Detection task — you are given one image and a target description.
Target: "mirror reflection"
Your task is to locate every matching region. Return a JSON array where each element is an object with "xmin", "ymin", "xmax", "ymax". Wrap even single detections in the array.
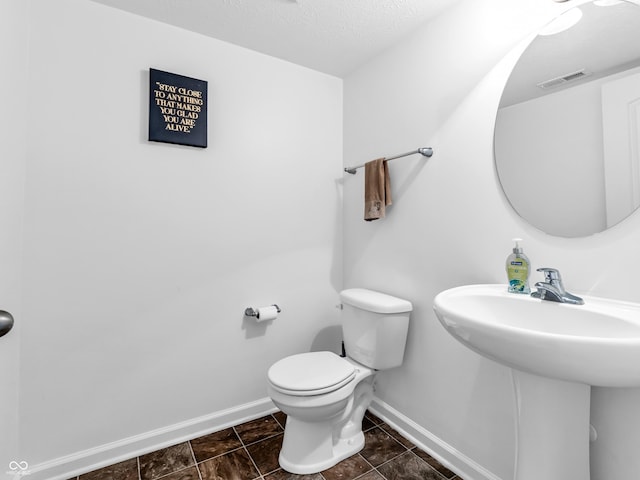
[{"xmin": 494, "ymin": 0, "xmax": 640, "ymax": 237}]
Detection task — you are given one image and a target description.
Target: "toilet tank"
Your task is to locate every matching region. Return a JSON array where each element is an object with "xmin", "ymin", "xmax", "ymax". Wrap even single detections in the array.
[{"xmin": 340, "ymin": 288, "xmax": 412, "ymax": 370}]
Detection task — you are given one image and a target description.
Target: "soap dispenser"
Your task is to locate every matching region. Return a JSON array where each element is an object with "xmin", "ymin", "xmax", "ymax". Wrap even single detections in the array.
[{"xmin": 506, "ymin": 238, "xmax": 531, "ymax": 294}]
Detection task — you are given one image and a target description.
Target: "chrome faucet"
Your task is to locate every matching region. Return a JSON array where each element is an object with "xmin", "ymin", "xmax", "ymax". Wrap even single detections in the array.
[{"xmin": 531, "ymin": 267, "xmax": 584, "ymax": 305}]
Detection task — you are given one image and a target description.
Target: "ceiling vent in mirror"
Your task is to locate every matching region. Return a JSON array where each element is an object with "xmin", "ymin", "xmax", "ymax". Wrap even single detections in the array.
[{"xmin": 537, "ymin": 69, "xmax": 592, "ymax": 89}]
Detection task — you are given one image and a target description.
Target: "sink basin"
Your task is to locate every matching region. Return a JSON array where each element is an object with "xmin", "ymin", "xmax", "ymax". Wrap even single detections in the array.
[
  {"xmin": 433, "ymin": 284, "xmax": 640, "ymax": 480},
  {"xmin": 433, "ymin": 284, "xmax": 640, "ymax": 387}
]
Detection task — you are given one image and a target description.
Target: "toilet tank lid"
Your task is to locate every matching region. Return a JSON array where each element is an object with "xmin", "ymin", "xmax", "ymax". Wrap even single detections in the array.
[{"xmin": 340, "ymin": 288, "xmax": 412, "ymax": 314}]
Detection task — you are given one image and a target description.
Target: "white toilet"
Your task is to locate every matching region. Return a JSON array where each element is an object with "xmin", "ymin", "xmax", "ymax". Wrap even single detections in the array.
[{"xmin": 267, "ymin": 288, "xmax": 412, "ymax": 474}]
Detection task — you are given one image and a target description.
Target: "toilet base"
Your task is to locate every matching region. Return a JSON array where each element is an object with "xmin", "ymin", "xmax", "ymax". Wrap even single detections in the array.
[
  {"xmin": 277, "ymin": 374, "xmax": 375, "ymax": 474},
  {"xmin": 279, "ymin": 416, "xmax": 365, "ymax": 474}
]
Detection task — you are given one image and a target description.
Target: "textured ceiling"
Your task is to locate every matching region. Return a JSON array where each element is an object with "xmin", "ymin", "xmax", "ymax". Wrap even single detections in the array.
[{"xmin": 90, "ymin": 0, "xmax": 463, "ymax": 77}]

————

| EXERCISE AIM |
Copy out each line of the material in which the word "toilet" turns up.

| SOLUTION TO THE EXERCISE |
Target: "toilet tank"
Target: "toilet tank lid"
Target: "white toilet"
Target: "toilet base"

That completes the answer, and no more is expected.